## 正文
—————
文章開頭只用“晉侯復假道於虞以伐虢”壹句點明事件的起因及背景,接著便通過人物對話來揭示主題。語言簡潔有力,多用比喻句和反問句。如用“輔車相依,唇亡齒寒”比喻虞晉的利害關系,十分貼切、生動,很有說服力。
晉侯復假道於虞以伐虢(1)。
宮之奇諫曰:“虢,虞之表也(2)。虢亡,虞必從之。晉不可啟(3),寇不可翫(4)。壹之謂甚,其可再乎(5)?諺所謂‘輔車相依,唇亡齒寒’者(6),其虞、虢之謂也。”
公曰:“晉,吾宗也(7),豈害我哉?”對曰:“大伯、虞仲,大王之昭也(8)。大伯不從,是以不嗣(9)。虢仲、虢叔,王季之穆也(10),為文王卿士,勛在王室,藏於盟府(11)。將虢是滅(12),何愛於虞!且虞能親於桓、莊乎,其愛之也(13)?桓、莊之族何罪,而以為戮,不唯逼乎(14)?親以寵逼,猶尚害之,況以國乎?”(15)
公曰:“吾享祀豐絜,神必據我(16)。”對曰:“臣聞之,鬼神非人實親,惟德是依(17)。故《周書》曰:‘皇天無親,惟德是輔(18)。’又曰:‘黍稷非馨,明德惟馨(19)。’又曰:‘民不易物,惟德馨物(20)。’如是,則非德民不和,神不享矣。神所馮依(21),將在德矣。若晉取虞,而明德以薦馨香,神其吐之乎?”(22)
弗聽,許晉使。宮之奇以其族行(23),曰:“虞不臘矣(24)。在此行也,晉不更舉矣。”(25)
冬,十二月丙子朔(26),晉滅虢,虢公醜奔京師(27)。師還,館於虞(28),遂襲虞,滅之。執虞公,及其大夫井伯,從媵秦穆姬(29)。而修虞祀,且歸其職貢於王,故書曰:“晉人執虞公(30)。”罪虞,言易也。
——選自《十三經註疏》本《左傳》
晉侯又向虞國借路去攻打虢國。
—————
(边界标注记录)
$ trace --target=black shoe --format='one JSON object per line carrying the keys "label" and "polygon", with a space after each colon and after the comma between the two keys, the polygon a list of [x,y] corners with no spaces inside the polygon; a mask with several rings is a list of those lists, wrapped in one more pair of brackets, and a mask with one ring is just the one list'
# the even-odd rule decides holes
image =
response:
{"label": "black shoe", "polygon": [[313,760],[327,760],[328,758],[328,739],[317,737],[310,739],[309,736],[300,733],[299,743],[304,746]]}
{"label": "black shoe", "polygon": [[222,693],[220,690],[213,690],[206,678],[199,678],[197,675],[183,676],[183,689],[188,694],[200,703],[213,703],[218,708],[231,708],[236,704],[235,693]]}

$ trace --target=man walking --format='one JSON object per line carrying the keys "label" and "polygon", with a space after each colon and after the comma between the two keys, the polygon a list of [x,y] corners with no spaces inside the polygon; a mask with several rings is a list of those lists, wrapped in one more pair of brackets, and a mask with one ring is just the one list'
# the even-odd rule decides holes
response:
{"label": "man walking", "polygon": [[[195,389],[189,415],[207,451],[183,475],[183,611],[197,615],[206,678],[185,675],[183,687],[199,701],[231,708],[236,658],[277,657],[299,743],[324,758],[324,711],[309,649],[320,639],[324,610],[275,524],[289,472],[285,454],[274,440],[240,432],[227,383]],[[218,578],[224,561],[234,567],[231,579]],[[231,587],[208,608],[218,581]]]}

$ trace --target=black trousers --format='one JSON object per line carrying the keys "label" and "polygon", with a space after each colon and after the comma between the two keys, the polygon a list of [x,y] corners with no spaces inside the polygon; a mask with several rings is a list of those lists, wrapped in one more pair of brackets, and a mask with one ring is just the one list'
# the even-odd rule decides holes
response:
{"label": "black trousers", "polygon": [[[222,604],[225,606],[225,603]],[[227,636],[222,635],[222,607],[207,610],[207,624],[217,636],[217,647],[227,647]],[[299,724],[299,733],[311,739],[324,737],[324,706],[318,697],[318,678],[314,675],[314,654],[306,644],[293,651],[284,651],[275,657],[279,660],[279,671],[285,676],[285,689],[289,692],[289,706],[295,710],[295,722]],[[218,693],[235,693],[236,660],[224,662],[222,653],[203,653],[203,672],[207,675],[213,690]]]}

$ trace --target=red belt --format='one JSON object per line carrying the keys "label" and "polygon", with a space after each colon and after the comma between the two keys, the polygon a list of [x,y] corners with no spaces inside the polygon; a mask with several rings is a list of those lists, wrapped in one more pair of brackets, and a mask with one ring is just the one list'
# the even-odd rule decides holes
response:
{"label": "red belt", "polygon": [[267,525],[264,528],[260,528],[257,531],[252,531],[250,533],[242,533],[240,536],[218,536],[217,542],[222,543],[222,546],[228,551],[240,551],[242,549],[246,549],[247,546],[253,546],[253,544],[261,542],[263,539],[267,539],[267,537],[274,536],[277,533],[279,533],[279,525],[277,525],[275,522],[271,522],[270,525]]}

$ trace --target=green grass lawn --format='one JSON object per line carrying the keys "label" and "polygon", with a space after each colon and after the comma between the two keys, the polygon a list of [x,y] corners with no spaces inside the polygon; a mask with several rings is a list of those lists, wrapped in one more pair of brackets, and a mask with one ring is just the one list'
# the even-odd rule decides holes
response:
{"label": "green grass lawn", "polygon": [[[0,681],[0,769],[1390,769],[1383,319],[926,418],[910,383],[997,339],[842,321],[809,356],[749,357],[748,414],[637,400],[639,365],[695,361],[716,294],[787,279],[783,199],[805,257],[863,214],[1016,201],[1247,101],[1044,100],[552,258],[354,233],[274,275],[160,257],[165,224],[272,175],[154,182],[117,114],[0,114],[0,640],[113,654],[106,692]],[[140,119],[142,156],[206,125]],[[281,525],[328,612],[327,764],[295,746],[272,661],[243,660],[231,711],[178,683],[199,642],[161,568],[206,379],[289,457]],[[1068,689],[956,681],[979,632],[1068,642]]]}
—————
## 任务
A: 把讲晋侯假道伐虢的正文重打一遍，从“晉侯復假道於虞以伐虢(1)。”开始，一直打到“晉侯又向虞國借路去攻打虢國。”为止。
B: 上面的数据中有几行含有字符串“walking”？只回答数字。

## 逐项答案
A:
晉侯復假道於虞以伐虢(1)。
宮之奇諫曰:“虢,虞之表也(2)。虢亡,虞必從之。晉不可啟(3),寇不可翫(4)。壹之謂甚,其可再乎(5)?諺所謂‘輔車相依,唇亡齒寒’者(6),其虞、虢之謂也。”
公曰:“晉,吾宗也(7),豈害我哉?”對曰:“大伯、虞仲,大王之昭也(8)。大伯不從,是以不嗣(9)。虢仲、虢叔,王季之穆也(10),為文王卿士,勛在王室,藏於盟府(11)。將虢是滅(12),何愛於虞!且虞能親於桓、莊乎,其愛之也(13)?桓、莊之族何罪,而以為戮,不唯逼乎(14)?親以寵逼,猶尚害之,況以國乎?”(15)
公曰:“吾享祀豐絜,神必據我(16)。”對曰:“臣聞之,鬼神非人實親,惟德是依(17)。故《周書》曰:‘皇天無親,惟德是輔(18)。’又曰:‘黍稷非馨,明德惟馨(19)。’又曰:‘民不易物,惟德馨物(20)。’如是,則非德民不和,神不享矣。神所馮依(21),將在德矣。若晉取虞,而明德以薦馨香,神其吐之乎?”(22)
弗聽,許晉使。宮之奇以其族行(23),曰:“虞不臘矣(24)。在此行也,晉不更舉矣。”(25)
冬,十二月丙子朔(26),晉滅虢,虢公醜奔京師(27)。師還,館於虞(28),遂襲虞,滅之。執虞公,及其大夫井伯,從媵秦穆姬(29)。而修虞祀,且歸其職貢於王,故書曰:“晉人執虞公(30)。”罪虞,言易也。
——選自《十三經註疏》本《左傳》
晉侯又向虞國借路去攻打虢國。

B: 2